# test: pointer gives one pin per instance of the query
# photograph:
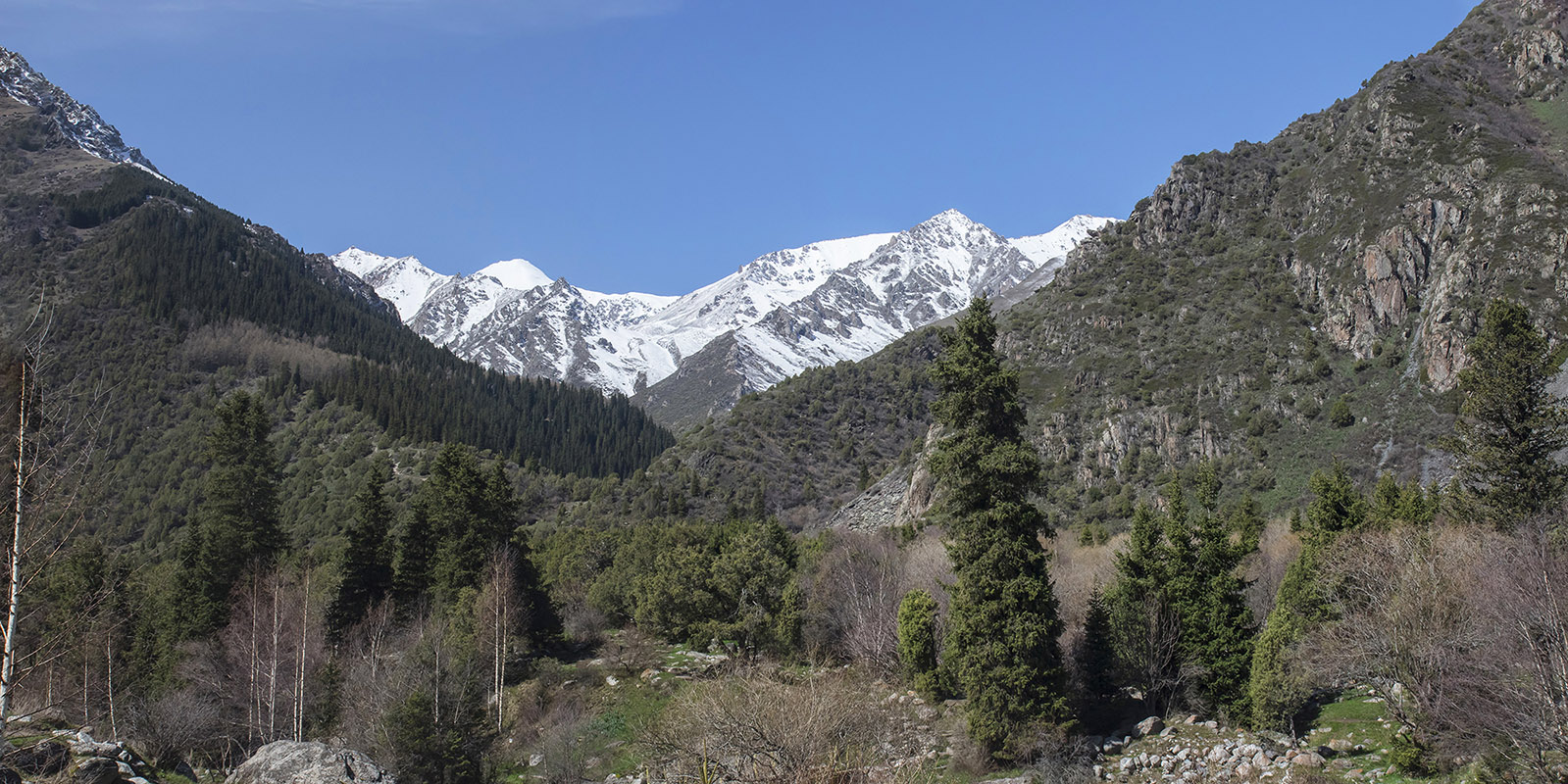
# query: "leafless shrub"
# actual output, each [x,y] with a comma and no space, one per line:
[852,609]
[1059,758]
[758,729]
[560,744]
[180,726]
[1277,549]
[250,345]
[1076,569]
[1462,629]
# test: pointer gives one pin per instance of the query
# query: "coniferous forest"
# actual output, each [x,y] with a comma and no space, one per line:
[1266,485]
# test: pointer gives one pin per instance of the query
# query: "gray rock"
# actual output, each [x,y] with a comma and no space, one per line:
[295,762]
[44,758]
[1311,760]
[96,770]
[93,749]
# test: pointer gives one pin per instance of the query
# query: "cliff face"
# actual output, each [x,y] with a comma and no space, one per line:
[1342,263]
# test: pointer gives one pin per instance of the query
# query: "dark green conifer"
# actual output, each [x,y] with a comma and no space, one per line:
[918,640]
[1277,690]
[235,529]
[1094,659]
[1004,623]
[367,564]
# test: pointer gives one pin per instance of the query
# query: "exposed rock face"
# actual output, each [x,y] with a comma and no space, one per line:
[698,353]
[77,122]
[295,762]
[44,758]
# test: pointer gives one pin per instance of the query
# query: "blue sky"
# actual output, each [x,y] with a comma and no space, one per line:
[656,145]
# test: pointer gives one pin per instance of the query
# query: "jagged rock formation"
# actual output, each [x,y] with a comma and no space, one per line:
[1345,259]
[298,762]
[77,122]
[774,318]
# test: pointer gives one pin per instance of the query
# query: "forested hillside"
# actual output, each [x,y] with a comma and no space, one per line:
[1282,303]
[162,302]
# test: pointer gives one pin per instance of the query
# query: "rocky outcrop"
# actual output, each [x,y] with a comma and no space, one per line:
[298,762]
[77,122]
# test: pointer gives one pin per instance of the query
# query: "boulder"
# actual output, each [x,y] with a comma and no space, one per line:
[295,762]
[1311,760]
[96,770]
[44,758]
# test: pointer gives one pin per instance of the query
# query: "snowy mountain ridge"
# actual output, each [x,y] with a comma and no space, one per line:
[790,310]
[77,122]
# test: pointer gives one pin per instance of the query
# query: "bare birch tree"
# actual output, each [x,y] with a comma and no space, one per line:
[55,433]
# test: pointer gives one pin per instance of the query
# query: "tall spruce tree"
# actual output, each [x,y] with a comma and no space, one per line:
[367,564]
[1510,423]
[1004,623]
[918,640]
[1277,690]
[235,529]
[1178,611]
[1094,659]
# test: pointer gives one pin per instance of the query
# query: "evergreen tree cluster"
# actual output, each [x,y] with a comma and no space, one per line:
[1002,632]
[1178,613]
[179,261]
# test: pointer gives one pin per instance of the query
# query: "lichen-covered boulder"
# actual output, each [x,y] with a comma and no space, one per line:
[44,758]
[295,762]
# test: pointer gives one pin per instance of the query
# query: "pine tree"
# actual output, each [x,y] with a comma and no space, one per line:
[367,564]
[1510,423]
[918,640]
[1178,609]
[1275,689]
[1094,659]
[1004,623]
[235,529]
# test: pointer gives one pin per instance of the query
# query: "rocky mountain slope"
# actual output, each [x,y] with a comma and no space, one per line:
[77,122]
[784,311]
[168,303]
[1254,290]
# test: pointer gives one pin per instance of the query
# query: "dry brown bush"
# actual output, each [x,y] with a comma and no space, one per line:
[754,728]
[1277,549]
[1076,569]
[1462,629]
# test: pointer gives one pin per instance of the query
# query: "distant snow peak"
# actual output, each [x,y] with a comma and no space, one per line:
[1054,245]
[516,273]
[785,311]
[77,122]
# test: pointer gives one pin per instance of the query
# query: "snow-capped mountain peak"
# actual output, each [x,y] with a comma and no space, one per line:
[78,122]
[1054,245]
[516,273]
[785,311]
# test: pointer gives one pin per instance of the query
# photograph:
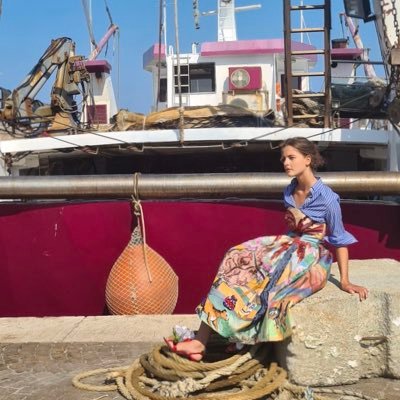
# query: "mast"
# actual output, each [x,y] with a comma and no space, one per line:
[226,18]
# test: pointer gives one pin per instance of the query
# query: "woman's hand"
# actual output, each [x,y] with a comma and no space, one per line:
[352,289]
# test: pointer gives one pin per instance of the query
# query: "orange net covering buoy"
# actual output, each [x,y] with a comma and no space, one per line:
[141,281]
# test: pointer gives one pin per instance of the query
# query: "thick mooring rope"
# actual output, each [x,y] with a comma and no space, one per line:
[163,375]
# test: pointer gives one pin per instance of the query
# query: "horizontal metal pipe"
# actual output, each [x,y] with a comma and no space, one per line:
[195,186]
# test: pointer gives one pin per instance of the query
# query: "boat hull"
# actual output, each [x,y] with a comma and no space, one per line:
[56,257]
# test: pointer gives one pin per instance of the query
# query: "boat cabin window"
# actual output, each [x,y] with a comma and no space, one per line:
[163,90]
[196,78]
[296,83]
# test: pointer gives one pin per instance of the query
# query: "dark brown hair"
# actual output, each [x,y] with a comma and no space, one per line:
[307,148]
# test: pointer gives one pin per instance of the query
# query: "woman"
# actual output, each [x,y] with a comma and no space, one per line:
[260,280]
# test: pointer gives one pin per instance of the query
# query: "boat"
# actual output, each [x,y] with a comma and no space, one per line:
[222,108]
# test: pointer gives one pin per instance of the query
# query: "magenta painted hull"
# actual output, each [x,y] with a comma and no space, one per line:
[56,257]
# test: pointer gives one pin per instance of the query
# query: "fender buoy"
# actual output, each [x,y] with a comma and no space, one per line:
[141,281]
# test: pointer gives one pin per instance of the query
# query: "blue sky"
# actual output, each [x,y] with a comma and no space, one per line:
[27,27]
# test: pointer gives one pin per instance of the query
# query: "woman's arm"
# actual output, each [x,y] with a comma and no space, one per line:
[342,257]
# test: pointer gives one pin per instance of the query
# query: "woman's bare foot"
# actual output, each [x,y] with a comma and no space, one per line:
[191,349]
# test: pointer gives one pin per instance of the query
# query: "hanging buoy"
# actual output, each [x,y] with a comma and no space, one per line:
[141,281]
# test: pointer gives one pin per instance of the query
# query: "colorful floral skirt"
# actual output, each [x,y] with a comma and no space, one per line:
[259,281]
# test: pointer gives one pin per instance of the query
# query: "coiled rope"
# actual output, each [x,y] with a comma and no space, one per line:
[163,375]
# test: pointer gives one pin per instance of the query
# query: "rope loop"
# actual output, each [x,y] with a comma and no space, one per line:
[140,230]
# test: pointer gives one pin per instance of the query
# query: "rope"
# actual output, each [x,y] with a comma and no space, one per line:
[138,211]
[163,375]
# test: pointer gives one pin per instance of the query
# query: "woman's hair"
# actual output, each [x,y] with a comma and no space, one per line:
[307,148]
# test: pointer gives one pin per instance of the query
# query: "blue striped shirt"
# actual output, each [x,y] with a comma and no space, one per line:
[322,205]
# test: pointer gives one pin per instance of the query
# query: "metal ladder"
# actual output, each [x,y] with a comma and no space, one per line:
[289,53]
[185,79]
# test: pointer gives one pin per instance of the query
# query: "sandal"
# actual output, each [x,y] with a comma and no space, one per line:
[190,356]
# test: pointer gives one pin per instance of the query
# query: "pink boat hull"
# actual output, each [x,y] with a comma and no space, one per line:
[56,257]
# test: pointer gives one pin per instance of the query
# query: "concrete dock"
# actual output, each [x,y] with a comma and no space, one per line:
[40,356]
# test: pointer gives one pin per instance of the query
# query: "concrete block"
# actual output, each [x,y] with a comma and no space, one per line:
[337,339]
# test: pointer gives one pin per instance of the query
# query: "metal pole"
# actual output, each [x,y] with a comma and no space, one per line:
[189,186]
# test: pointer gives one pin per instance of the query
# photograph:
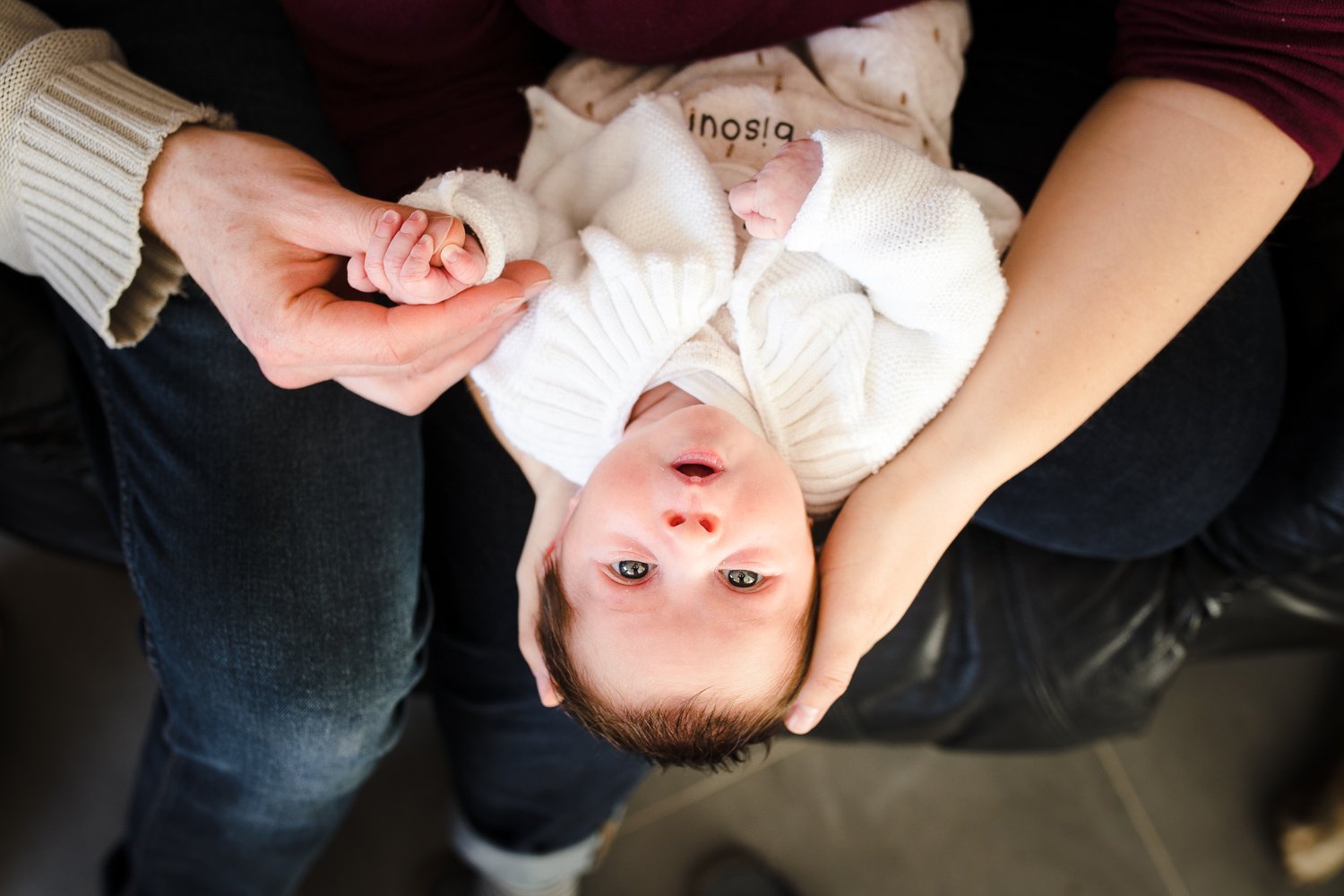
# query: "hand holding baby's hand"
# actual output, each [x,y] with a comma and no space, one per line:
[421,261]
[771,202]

* * * *

Copy every record character for character. Skip the pictures.

# test: pointer gives one pin per instance of the query
# photograph:
# query: "leafless shrub"
# actual output, each [x,y] with a comma and no space, one per line:
[852,609]
[1059,758]
[758,729]
[560,744]
[180,726]
[1277,549]
[250,345]
[1076,569]
[1462,629]
# test: pointer gives one pin per instance of the query
# query: "coniferous forest"
# actual output, each [x,y] with a comma and no space, one per line:
[1266,485]
# test: pointer gives one pin per instance of the query
# query: "gray rock"
# actual output, each [x,y] with a comma and no space, one per line:
[295,762]
[44,758]
[1311,760]
[96,770]
[93,749]
# test: pointer gives one pin per instance of the query
# query: "cliff face"
# actual output, each [x,y] with a comma and no space, one per line:
[1342,263]
# test: pointer gives one pin per instance of the query
# query: "dark green conifer"
# actual output, each [x,y] with a comma and no space, one per line:
[918,640]
[1277,690]
[235,529]
[1094,659]
[1004,623]
[367,564]
# test: pointer gives one pin per instance of the query
# query: "exposed rock face"
# actual output, each [x,y] with a comma and no space, one per line:
[698,353]
[77,122]
[295,762]
[44,758]
# test: pointer gives one pin per instance of the query
# query: "blue sky"
# actual output, each [x,y] with a comma and no space, one per line:
[656,145]
# test: pointer gives one pin per instance of the query
# query: "jagged rock formation"
# actual output, each [x,y] with a comma and no space, one per line:
[1345,259]
[298,762]
[77,122]
[774,318]
# test: pointer gives one pin per instance of the query
# query: "forested hillside"
# actual output, each [x,y] with a comma and no space, one per line:
[1282,303]
[162,302]
# test: pointer gives one pin per instance of the query
# query: "rocky outcrop"
# actual output, each [x,y] with a comma and no space, one per line:
[298,762]
[77,122]
# test: pointer gives one pin per instance of the query
# query: "boulder"
# actual output, each [x,y] with a comma and no space, one per line:
[295,762]
[1311,760]
[96,770]
[44,758]
# test: pointer gives one pin per instance of the query
# query: "snowy mountain ridge"
# actual output, each [x,y] with a comma and no space, one per line:
[790,310]
[77,122]
# test: pointer gives one pin per instance of the query
# query: "bare birch tree"
# actual output, each [x,y] with a comma and no space, one per line:
[55,433]
# test: pointer gives one pin per instance of the query
# query: "tall spruce tree"
# actual output, each [x,y] with a comma and no space, one per line:
[367,564]
[1510,423]
[1004,623]
[918,640]
[1277,690]
[235,529]
[1178,611]
[1094,659]
# test: pointer gives one pin per instance of the query
# query: "evergreen tree cluster"
# actual output, each [x,y] with a comma and no space, one per line:
[1002,632]
[1178,613]
[179,261]
# test: pointer gives one pin per instance of the query
# query: "lichen-covered boulder"
# actual output, each [x,y] with a comma and no space, one per line:
[44,758]
[295,762]
# test: pointer gives one pin per instance of the query
# query: "pine tree"
# actual output, each [x,y] with a comma and no space, one per line:
[367,564]
[1510,423]
[918,640]
[1178,609]
[1275,689]
[1094,659]
[1004,623]
[235,529]
# test: pointer gives one pin per instance of the query
# query: "rocky mountain slope"
# actual output, each [x,y] with a comma and no space, one per line:
[77,122]
[784,311]
[168,303]
[1254,290]
# test: pointer gives one pin per instance of the query
# query: "dry brown bush"
# actual output, each [x,y] with a comma and no space, one per line:
[754,728]
[1277,549]
[1076,569]
[1462,629]
# test: pointer gives one pin per instance of the query
# query: "distant snow peak"
# actual output, each [x,y] with a comma and no space, one per line:
[1054,245]
[516,273]
[785,311]
[77,122]
# test: pointer gives one pin per instance of the query
# query: "snow-capped mountain peak"
# actual output, each [x,y] with a comma and no space, one per line:
[78,122]
[1054,245]
[516,273]
[785,311]
# test: pointer gives one pin per instance of the query
# photograph:
# query: "mast"
# actual output, each [x,y] with a comma and no space, one per line:
[226,18]
# test: pointer gives one pin per instance of the query
# query: "woman's hand"
# actual output, each [x,y] with a comma and no space, one per line:
[352,289]
# test: pointer gives one pin per instance of the query
# query: "orange net covering buoy"
# actual output, each [x,y] with a comma and no space, one per line:
[141,281]
# test: pointer gives one pin per instance of the query
# query: "thick mooring rope"
# actual output, each [x,y] with a comma and no space, one per line:
[163,375]
# test: pointer gives one pin per instance of the query
# query: "horizontal metal pipe"
# actual output, each [x,y] with a comma and no space, one per line:
[195,186]
# test: pointer gives one pin per instance of the query
# query: "boat hull"
# actual output, each [x,y] with a comma and no space, one per line:
[56,257]
# test: pointer gives one pin per instance of the query
# query: "boat cabin window"
# actual output, each [x,y] with a comma and no space, one per line:
[163,90]
[196,78]
[296,83]
# test: pointer gives one pin per instance of the query
# query: "dark brown hair"
# actual output, each [x,y] with a comma and no space, one per line:
[307,148]
# test: pointer gives one pin per instance of the query
# query: "woman"
# actual output, each [x,y] with a comma and no space, one per line:
[260,280]
# test: pointer gives one pin per instance of the query
# query: "boat"
# actual output, each [x,y] with a comma and no space, one per line:
[222,108]
# test: pointer gives one pin per instance of the query
# query: "magenta painted hull"
# actual output, each [x,y] with a comma and no space, one per line:
[56,257]
# test: pointer gives one pin per instance of the query
# query: "fender buoy"
# actual output, each [x,y] with a comma and no space, one per line:
[141,281]
# test: pointer gives one pin per instance of the query
# query: "blue sky"
# actual output, each [x,y] with a comma and no space, one per line:
[27,27]
# test: pointer gives one pin per instance of the query
# query: "woman's arm"
# actual output, each [x,y] with a comma and no space, one per line:
[342,257]
# test: pointer gives one pin per instance of the query
# query: "woman's bare foot"
# actual output, each [x,y] with a comma and no space, one per line:
[191,349]
# test: pointer gives one pin per instance of the query
# query: "hanging buoy"
# actual output, each [x,y] with a comma and no space, one per line:
[141,281]
# test: pointer gives one pin per instance of the query
# query: "colorful floral skirt"
# actual output, each [x,y] with a comma and no space, one per line:
[259,281]
# test: pointer gives one pin per instance of the query
# query: "coiled rope"
# actual output, each [x,y] with a comma and no space, one per line:
[163,375]
# test: pointer gives one pin per instance of the query
# query: "rope loop"
# actual output, each [x,y] with a comma and no space, one per line:
[140,230]
# test: pointer gives one pin per instance of the query
# query: "rope"
# actual output, each [x,y] with a comma and no space, one per line:
[138,211]
[163,375]
# test: pointer gives one pin per instance of the query
# query: "woman's hair"
# actual output, each [x,y] with a comma and no space, one per line:
[307,148]
# test: pointer gives one pin per instance of the query
# query: "blue striped shirt"
# actual output, each [x,y] with a comma and no space, one per line:
[322,205]
# test: pointer gives one pin per instance of the query
# query: "metal ladder"
# actual output, each [x,y] with a comma and no space, one per line:
[289,53]
[185,79]
# test: pointer gives one pin per instance of the query
# query: "sandal"
# actual output, each [x,y] with a comma and no space, one per line:
[190,356]
# test: pointer gives one pin per instance of the query
# query: "pink boat hull"
# actual output, each [x,y] with a comma and no space, one per line:
[56,257]
# test: pointer gives one pin per instance of the query
# query: "concrete dock"
# actual output, each [x,y] with a comma and no space, one per line:
[40,356]
# test: pointer gives one pin per instance of the query
# query: "concrete block"
# actual output, each [x,y] with a comma and no space, one per line:
[337,339]
# test: pointer gives one pin per instance of the query
# query: "metal pole"
# actual output, each [x,y] with a comma and no space, one per line:
[189,186]
# test: pointer gives one pin per instance of the query
# photograph:
# query: "hand holding baby's hand"
# actual output, each [x,y] with a comma and no space, one per line:
[421,261]
[771,202]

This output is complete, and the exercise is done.